--- BEGIN TEXT BLOCK ---
Einstein at Princeton

Albert Einstein
Einstein on the steps of his Princeton home. It’s a photo I have always liked because as a young person I had several pairs of those fuzzy slippers and thought Albert and I had a kind of connection. Photo: Historical Society of Princeton

I have admired Albert Einstein since I was a young teen.  I believe my early attraction was to him was because he was “the genius” of that time and because of some quotations of his I saw that I loved – and the photos of his crazy hair, riding a bicycle and sticked out his tongue that made this genius seem human. I bought a poster of him that had the quote “Imagination is more important than knowledge,” which at the time probably made me feel better about my solid “B” average in school. It was years later that I saw that famous quote in context. That sentence is followed by “For knowledge is limited to all we now know and understand, while imagination embraces the entire world, and all there ever will be to know and understand.”

When I was a student at Rutgers College, I drove to nearby Princeton, New Jersey to find the little house he had lived in at 112 Mercer Street for the last part of his life. It wasn’t a museum and there were no markers to say that he had lived there. I was once told on a walking tour of the town by the Historical Society of Princeton that Einstein and his family did not want it to become a museum. It was added to the National Register of Historic Places and designated a U.S. National Historic Landmark. I also learned that when I visited in 1971, the house was owned by his step-daughter Margot Einstein who lived there until her death in 1986.

I have always liked the town of Princeton and the University campus looks the way I had imagined as a teenager that college campuses were supposed to look. It seemed like a good place for Albert Einstein to live after he escaped Nazi Germany.
--- END TEXT BLOCK ---
CHALLENGE 1 -> Can you reproduce the Einstein at Princeton essay word for word, everything from "When I was a" down to "death in 1986."?
CHALLENGE 2 -> Could you carry on writing the Einstein at Princeton essay, picking up right after its final sentence?
Nothing in the listing is needed.
--- BEGIN COLLECTED DATA ---
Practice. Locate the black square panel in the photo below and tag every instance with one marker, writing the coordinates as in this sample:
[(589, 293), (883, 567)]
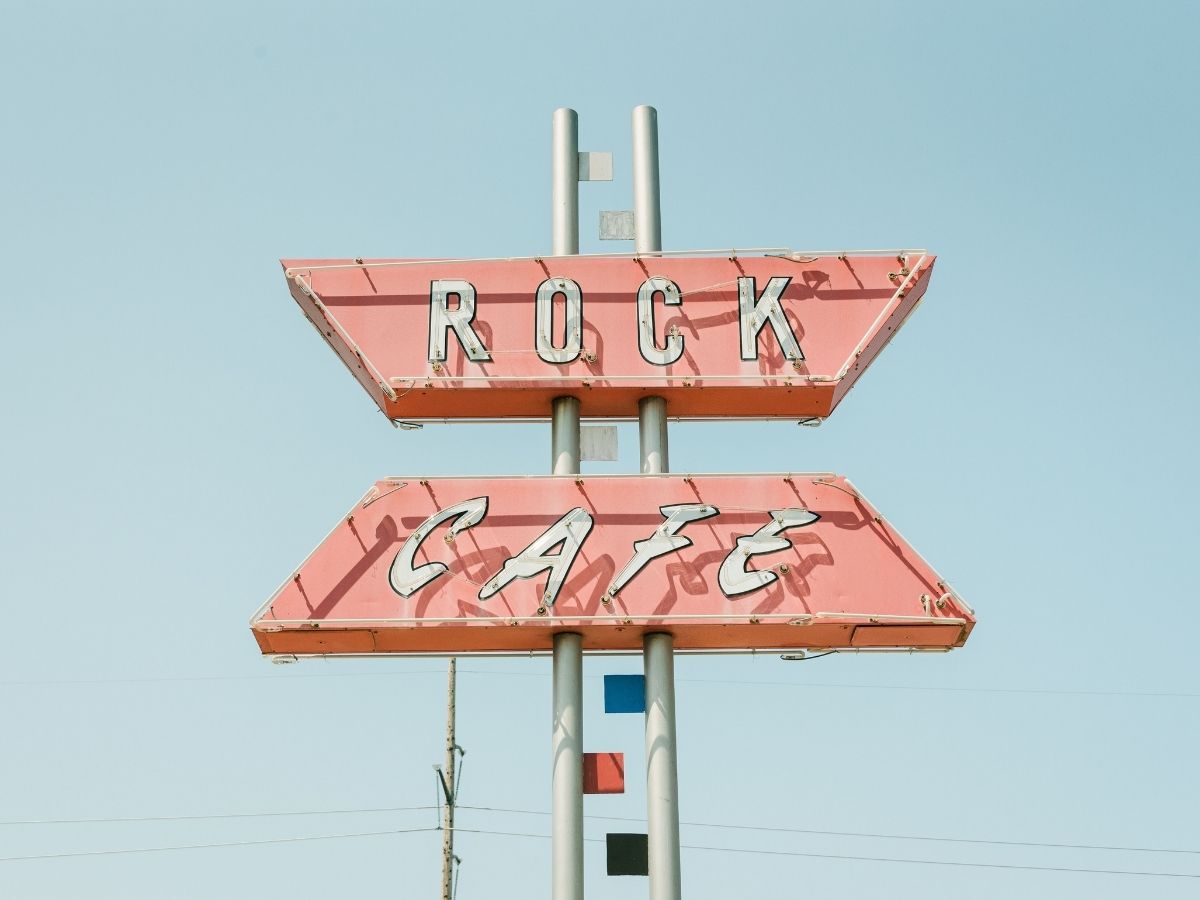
--- END COLLECTED DATA ---
RESULT 1 ->
When I was a student at Rutgers College, I drove to nearby Princeton, New Jersey to find the little house he had lived in at 112 Mercer Street for the last part of his life. It wasn’t a museum and there were no markers to say that he had lived there. I was once told on a walking tour of the town by the Historical Society of Princeton that Einstein and his family did not want it to become a museum. It was added to the National Register of Historic Places and designated a U.S. National Historic Landmark. I also learned that when I visited in 1971, the house was owned by his step-daughter Margot Einstein who lived there until her death in 1986.

RESULT 2 ->
Today I read that it was on this day in 1933 that Albert Einstein officially moved to the United States to teach at Princeton University, and I discovered something disturbing about that arrival.

Einstein was visiting the United States in February 1933 and he realized that he could not return to Germany with the rise to power of the Nazis under Germany’s new chancellor, Adolf Hitler. He was a visiting professor at the California Institute of Technology in Pasadena. He and his wife Elsa were returning to Europe in March and learned that the German Reichstag had passed the Enabling Act, which transformed the government into a de facto legal dictatorship with Hitler as Chancellor. They could not go on to his apartment in Berlin.

They later learned that the apartment and their summer cottage had been raided and all his papers confiscated. When they landed in Antwerp, Belgium, Albert went to the German consulate and surrendered his passport, formally renouncing his German citizenship. They found out years later that their cottage had become a Hitler Youth camp.

Einstein's Princeton home today

Einstein received offers from all over the world, including Paris, Turkey, and Oxford University, but he decided that Princeton’s offer of a teaching position at the Institute for Advanced Study, a home, and a good salary far away from Europe was best.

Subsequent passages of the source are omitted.